▶ _Your objective_
Scan the following material for the string "boxes" and copy each line in which it appears.

▶ _Supplied material_
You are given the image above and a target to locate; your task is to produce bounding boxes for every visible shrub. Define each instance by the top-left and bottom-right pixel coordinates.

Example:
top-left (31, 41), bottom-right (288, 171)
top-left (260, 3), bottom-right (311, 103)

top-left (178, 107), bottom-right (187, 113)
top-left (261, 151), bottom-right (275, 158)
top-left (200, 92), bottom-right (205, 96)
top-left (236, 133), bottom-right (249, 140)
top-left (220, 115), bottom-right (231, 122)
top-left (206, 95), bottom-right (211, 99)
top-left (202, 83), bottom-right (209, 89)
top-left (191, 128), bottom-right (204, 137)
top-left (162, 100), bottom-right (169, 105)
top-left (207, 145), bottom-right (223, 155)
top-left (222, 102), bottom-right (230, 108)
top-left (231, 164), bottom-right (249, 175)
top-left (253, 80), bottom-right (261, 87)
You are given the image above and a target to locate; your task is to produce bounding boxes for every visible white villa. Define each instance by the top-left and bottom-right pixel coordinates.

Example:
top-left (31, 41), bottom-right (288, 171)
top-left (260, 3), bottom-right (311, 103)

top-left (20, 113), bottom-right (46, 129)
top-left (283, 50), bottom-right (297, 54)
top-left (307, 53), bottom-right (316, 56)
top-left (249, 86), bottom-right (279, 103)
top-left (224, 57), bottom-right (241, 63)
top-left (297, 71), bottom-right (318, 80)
...
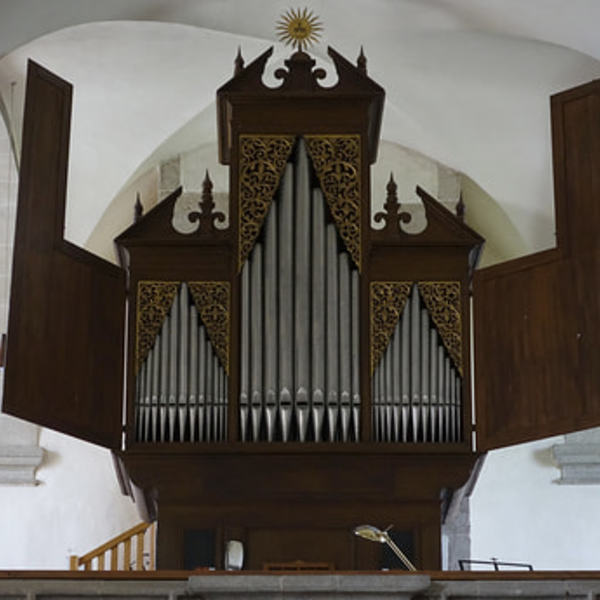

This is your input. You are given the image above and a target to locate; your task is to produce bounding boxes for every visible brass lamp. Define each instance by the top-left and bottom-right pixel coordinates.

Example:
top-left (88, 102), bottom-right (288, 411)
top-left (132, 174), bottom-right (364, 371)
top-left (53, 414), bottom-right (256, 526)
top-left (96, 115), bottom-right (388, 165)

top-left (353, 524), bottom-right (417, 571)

▶ _Task result_
You are given the image above and a target to locate; your task is to produce bounding boxes for every visible shrub. Define each instance by the top-left and bottom-right pixel coordinates.
You are given the image above and a target to locate; your task is to produce bounding boxes for every visible white villa. Define each instance by the top-left and bottom-right pixel coordinates.
This is your input. You are given the image above and a target to locate; your task is to produce bounding boxes for every visible brass lamp. Define each instance by the top-left and bottom-right pixel coordinates.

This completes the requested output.